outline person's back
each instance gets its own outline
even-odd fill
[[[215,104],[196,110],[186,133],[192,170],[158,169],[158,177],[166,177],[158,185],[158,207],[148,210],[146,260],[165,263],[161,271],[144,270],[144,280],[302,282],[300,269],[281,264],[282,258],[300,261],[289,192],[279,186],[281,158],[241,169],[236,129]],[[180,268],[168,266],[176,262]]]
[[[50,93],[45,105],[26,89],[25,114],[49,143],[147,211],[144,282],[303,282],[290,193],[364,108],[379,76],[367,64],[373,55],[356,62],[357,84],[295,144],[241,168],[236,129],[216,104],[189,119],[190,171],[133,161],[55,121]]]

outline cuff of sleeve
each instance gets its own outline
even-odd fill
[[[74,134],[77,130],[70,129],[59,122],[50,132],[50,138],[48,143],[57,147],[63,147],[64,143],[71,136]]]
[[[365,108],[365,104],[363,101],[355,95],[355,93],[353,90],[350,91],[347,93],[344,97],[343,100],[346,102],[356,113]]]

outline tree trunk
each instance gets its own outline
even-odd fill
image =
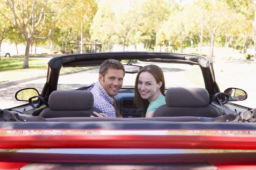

________

→ **Task details**
Copy all of the material above word for word, leaving out the picture.

→ **Correct output**
outline person's back
each instance gets its own outline
even-odd fill
[[[215,104],[196,110],[186,133],[192,170],[158,169],[158,177],[166,177],[158,185],[158,207],[148,210],[146,260],[165,263],[161,271],[144,270],[144,280],[302,282],[300,269],[281,264],[282,258],[300,261],[289,192],[279,186],[281,158],[241,169],[236,129]],[[180,268],[168,266],[176,262]]]
[[[50,93],[45,105],[26,89],[25,114],[49,143],[147,211],[144,282],[303,282],[290,193],[364,108],[379,76],[367,64],[373,55],[356,62],[357,84],[295,144],[241,168],[236,129],[216,104],[189,119],[190,171],[133,161],[55,121]]]

outline cuff of sleeve
each instance gets its own outline
even-odd fill
[[[74,134],[77,130],[70,129],[59,122],[50,132],[50,138],[48,143],[57,147],[63,147],[64,143],[71,136]]]
[[[365,108],[365,104],[363,101],[355,95],[355,93],[353,90],[350,91],[347,93],[344,97],[343,100],[346,102],[356,113]]]

outline tree trunk
each instance gets its own outline
even-odd fill
image =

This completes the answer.